## Prompt 1
Pull out every line of the entries that contains the word "reflection". Case matters.
## Prompt 2
Please write the next part of the critique of Ed Hoskins's CO2 article, picking up right after its last sentence.

--- start of Document section ---

Well, as you've seen that's flat out wrong. In the Eocene Climatic Optimum when CO2 was 1000 ppm, the global surface temperature was between 9°C and 14°C higher than in the 1700s. That's a heck of a lot more than Ed's *impossible* 2.0°C.

Ed adds another denialism just to satisfy the mob at WUWT. He wrote:
Global Warming advocates always assert that all increases in the concentration of CO2 are solely man-made. This is not necessarily so, as the biosphere and slightly warming oceans will also outgas CO2. 
He's wrong again. The oceans are a net absorber of CO2 at the present time. If it wasn't, then the global surface temperature would already be much higher because it's absorbing something like 30% of all the extra CO2 we've been tossing into the air.

Sure, if all else were equal and the oceans were warming without atmospheric CO2 increasing, then the oceans would be a net emitter of CO2. Thing is at the moment the partial pressure of CO2 is so high and increasing that the oceans are absorbing more and more CO2 each year, not less. This shows up as a drop in pH. The oceans are getting more acidic (or, for the deniers out there, they are getting less alkaline).

Ed gets worse and worse. Now he's making up stuff out of thin (CO2-heavy) air. He wrote:
In any event at ~3% of the total[4] Man-made CO2 at its maximum is only a minor part of the CO2 transport within the atmosphere. The recent IPCC report now admits that currently increasing CO2 levels are probably only ~50% man-made.

Here he refers to the short term carbon cycle. But even there he's wrong. Since 30% of the current amount of atmospheric CO2 is only there because of human activity, it's got to be 30% of the CO2 transport within the atmosphere that's "man-made". As for the second sentence, Ed just made that up. All the additional atmospheric CO2 is from human activity. Mostly from burning fossil fuels but also from land use changes and other activities like the making of cement. More than half of what we've emitted has been absorbed on land an in the oceans. The rest is adding to what was already in the air. If it wasn't for us, then atmospheric CO2 would probably be around 270 ppm or less. Instead it's hitting 400 ppm.

It was a very mixed up article, full of faked up pseudo-scientific claptrap. A lot of what he wrote was ideological opposition to mitigation of global warming. That's clearly why Ed Hoskins wrote so much nonsense.


From the WUWT comments


The deniers at WUWT didn't understand Ed's particular brand of ideological pseudo-science, but they know what they like.  Some deniers used the article as an excuse to post their own wacky notions. Here are some comments.

dp has it about right and says:
August 10, 2014 at 8:05 am
CO2 alone has never been the claimed problem – it was always supposed to be the knock-on affects of CO2 such as increased water vapor and and wretched Republican lifestyles that amplify the feeble CO2 effect.

Steven Mosher gets it very wrong when he says:
August 10, 2014 at 8:08 am
notice how the author makes his case from WITHIN the accepted science.
Notice how effective the case is when you start INSIDE the accepted science..
notice that he doesnt have to resort to saying wacky stuff about the sun.

--- end of Document section ---
--- start of Exercise material ---

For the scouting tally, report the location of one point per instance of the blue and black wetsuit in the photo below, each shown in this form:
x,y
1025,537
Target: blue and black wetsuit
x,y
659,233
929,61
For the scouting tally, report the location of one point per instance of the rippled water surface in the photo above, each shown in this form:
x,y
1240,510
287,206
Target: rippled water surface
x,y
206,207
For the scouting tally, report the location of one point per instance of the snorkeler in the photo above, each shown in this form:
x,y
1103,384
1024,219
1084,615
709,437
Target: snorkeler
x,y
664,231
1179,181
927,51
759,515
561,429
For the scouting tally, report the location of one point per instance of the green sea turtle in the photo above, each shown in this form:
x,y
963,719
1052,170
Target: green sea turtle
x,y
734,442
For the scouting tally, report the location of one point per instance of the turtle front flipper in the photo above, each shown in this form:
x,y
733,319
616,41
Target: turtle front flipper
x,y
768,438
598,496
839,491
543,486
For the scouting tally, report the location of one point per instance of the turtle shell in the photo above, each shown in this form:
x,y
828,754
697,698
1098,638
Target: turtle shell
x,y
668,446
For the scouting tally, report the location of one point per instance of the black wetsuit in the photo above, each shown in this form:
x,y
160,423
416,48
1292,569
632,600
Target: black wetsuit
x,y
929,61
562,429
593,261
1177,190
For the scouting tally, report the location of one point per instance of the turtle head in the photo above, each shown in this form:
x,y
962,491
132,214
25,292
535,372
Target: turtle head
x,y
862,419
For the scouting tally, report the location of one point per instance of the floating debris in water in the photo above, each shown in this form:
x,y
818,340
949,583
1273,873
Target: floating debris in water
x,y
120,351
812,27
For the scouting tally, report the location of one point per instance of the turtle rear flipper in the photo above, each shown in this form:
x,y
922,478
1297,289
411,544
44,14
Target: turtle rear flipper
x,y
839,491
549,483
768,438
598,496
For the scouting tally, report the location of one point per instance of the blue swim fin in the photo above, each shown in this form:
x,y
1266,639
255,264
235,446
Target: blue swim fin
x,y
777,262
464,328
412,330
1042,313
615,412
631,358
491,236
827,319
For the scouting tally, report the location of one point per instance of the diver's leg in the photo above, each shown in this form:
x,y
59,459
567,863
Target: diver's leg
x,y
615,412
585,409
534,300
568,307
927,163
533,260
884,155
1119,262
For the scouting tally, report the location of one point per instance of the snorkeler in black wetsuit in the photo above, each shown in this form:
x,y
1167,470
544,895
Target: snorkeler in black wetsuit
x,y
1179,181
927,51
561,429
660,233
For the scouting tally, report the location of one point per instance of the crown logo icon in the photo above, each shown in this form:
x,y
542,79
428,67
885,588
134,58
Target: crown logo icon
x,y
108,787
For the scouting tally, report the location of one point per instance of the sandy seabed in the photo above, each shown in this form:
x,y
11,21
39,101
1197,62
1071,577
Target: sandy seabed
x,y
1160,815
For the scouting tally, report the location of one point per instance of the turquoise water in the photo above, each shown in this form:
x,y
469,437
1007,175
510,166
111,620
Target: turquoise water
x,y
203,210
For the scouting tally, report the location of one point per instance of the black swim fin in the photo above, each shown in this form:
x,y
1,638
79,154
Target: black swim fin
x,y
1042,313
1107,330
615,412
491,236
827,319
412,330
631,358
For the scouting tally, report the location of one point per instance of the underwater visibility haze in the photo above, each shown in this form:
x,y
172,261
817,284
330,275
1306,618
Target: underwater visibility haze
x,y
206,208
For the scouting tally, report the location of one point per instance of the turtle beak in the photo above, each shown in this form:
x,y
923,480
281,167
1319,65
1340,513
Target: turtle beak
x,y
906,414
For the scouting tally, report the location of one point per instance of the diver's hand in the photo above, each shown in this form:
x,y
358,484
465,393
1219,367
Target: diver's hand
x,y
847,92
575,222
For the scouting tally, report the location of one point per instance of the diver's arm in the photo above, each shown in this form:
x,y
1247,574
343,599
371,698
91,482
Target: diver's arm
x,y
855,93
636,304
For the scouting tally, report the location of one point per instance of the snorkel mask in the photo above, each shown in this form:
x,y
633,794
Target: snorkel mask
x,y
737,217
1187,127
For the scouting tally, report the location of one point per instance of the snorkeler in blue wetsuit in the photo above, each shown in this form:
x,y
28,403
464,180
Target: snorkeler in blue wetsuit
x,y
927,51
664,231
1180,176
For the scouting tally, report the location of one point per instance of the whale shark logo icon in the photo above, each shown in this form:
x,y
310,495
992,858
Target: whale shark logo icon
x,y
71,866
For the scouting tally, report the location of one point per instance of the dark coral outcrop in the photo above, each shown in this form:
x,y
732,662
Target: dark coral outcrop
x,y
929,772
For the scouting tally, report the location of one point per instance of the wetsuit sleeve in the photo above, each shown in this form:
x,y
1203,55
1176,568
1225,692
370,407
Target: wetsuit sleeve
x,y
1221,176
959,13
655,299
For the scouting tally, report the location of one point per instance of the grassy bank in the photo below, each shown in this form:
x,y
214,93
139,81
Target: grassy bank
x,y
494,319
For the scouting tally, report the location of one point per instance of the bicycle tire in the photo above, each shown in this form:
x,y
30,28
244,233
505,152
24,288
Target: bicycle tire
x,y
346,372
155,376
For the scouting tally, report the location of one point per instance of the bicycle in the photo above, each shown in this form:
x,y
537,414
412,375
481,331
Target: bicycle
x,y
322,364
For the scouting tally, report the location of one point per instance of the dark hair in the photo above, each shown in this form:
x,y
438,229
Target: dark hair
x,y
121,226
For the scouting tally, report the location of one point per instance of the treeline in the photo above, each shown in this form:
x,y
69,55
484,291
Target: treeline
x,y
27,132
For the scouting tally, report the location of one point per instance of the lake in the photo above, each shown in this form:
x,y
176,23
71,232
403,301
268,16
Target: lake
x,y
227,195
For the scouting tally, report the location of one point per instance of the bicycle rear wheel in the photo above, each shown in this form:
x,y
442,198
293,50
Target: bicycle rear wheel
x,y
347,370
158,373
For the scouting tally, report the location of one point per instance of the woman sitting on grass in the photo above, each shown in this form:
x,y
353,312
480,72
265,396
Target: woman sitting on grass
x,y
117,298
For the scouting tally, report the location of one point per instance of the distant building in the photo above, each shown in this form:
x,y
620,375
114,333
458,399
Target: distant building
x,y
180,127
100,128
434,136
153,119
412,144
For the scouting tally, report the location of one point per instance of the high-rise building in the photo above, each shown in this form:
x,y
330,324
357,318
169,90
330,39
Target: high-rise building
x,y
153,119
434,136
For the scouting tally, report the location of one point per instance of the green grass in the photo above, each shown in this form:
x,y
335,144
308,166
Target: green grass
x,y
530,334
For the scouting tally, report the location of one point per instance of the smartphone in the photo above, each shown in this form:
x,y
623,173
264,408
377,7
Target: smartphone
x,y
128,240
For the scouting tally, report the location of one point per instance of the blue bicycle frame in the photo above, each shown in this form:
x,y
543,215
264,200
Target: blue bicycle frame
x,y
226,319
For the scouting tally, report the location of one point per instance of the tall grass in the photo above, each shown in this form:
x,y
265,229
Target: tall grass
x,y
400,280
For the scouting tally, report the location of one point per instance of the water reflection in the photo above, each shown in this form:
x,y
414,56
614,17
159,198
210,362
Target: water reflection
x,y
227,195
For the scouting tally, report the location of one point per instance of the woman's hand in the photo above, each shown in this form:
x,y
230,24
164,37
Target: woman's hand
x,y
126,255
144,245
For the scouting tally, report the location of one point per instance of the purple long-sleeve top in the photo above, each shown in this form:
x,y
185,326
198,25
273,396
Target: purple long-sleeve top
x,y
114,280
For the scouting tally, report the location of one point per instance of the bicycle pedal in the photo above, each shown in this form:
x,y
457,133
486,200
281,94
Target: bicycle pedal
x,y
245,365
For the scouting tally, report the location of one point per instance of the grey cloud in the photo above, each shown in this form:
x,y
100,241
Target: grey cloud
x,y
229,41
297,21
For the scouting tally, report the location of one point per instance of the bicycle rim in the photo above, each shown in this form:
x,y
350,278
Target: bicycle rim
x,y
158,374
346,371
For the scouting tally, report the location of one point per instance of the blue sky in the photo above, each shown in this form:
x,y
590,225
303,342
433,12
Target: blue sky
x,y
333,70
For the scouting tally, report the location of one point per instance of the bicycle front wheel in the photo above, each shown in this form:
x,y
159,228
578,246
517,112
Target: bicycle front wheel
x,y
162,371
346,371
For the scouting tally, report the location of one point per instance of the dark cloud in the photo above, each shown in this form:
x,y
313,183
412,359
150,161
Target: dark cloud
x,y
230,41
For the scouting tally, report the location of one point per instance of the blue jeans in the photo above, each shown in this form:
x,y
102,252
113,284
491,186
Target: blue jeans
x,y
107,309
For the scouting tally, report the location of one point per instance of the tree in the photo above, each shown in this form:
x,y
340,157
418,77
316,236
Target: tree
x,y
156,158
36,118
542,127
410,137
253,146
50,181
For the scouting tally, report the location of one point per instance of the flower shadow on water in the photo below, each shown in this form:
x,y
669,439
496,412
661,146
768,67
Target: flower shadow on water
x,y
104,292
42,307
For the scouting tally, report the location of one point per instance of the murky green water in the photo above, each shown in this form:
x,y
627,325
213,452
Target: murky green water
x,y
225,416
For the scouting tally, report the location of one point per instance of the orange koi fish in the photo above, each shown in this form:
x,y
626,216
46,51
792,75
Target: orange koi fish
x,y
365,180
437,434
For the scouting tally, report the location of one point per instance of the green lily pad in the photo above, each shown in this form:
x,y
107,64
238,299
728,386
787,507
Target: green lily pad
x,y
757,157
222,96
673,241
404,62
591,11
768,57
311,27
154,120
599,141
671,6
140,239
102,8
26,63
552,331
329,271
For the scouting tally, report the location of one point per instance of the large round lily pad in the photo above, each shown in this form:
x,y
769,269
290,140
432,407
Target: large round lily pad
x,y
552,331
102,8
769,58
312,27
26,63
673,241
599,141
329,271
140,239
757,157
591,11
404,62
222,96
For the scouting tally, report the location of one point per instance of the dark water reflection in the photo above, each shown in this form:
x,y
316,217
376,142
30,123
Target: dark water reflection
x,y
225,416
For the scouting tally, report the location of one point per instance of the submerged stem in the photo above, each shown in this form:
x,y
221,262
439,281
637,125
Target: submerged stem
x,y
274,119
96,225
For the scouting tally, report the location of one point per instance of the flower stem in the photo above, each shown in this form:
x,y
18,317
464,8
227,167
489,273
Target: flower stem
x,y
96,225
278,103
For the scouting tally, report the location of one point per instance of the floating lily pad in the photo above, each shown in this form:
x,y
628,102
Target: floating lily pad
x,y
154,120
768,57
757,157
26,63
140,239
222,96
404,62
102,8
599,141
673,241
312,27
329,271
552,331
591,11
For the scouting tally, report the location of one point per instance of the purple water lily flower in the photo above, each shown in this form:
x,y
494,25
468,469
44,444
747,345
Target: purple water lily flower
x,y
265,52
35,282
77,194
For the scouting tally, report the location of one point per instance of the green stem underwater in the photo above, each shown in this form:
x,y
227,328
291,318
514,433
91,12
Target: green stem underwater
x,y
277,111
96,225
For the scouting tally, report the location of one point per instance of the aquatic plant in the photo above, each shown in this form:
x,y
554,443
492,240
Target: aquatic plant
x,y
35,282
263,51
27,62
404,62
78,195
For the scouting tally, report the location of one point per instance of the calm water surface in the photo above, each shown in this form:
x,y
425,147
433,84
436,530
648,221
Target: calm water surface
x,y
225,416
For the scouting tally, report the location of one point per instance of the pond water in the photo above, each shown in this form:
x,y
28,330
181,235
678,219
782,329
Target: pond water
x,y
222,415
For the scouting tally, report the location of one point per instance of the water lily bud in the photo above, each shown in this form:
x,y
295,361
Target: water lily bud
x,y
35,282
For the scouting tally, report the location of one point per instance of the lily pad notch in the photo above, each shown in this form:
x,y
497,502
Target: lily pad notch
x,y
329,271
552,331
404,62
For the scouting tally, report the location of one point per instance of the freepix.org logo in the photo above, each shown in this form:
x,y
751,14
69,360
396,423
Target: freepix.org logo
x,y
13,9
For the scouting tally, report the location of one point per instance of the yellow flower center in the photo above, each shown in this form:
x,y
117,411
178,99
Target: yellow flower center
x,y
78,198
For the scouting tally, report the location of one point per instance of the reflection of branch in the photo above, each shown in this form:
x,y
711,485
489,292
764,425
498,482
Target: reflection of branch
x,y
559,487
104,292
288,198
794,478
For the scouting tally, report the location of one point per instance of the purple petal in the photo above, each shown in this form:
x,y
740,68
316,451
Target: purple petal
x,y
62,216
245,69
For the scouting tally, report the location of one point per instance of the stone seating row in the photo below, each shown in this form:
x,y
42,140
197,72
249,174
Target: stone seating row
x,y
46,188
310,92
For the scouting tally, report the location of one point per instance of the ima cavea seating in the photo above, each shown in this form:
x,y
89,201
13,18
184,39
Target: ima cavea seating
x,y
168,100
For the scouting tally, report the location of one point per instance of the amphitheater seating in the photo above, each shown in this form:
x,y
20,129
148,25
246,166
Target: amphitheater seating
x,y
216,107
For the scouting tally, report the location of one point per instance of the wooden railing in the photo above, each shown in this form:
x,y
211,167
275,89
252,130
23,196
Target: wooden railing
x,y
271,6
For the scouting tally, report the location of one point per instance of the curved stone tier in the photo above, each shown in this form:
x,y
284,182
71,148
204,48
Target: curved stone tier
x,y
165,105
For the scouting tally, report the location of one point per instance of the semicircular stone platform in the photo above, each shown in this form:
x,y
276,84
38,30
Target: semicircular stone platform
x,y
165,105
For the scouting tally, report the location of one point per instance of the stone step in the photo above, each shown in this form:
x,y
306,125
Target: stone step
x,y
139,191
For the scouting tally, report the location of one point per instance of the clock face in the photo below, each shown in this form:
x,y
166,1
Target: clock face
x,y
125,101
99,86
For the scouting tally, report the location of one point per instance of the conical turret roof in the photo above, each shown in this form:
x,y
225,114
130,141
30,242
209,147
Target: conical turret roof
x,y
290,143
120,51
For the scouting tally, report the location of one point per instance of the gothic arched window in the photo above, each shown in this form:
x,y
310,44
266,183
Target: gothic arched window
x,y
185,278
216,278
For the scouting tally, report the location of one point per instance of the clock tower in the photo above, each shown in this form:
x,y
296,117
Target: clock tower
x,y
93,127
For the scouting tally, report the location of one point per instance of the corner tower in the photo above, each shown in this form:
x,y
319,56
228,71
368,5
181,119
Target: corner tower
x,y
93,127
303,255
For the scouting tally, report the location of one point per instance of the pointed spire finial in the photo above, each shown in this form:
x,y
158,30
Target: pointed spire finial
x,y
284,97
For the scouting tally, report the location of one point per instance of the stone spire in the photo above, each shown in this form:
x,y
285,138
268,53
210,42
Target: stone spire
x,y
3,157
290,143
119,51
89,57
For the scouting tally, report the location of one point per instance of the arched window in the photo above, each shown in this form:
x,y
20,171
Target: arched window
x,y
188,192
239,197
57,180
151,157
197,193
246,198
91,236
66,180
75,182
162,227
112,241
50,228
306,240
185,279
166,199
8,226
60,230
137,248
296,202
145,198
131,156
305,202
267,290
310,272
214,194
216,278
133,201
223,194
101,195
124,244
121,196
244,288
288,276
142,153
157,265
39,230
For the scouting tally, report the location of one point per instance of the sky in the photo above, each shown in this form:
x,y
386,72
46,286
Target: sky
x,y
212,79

--- end of Exercise material ---

## Expected output 1
For the scouting tally, report the location of one point per instance of the water reflection in the photo above, each shown in this form:
Target: water reflection
For the scouting tally, report the location of one point per instance of the dark water reflection in the photo above, each shown in this form:
Target: dark water reflection
For the scouting tally, report the location of one point per instance of the reflection of branch in the photo above, each shown in this form:
Target: reflection of branch

## Expected output 2
notice how he doesnt have to engage in numerology about the planets
he takes the science as given ( much like Nic Lewis does) and works from the inside 

Just because Ed Hoskins mentioned the IPCC a lot didn't mean he reported it properly. Or at all. He didn't. He just mentioned the IPCC a lot but substituted denier garbage.


cnxtim says something unintelligible as usual:
August 10, 2014 at 8:10 am
Is this anything more than a “face saving” exit plan for all the CAGW evangelists?
“Yo wagons ho!, thar be the real … (insert what you will here).

RobW sums up why many deniers reject science and says:
August 10, 2014 at 8:12 am
Facts, we don’t need no stickin facts. We have FEAR to sell.

RMB says he has to keep repeating his nonsense for some weird reason:
August 10, 2014 at 8:23 am
I’ve got to keep saying this until somebody listens. Co2 is innocent. If you fire heated gas at the surface of water the water will not accept the heat indeed even the surface itself is not affected by the heat, so the story that heat can be stored on this planet or that evaporation can be increased by the heat leaving the atmosphere doesn’t stand up to testing. Heat will not pass through the surface of water by means of convection because it is blocked by surface tension.
Surface tension is not a powerful force but is enough to get the job done so you cannot put additional heat into the ocean and the good news is you can’t boil the ocean away. AGW is utter rubbish.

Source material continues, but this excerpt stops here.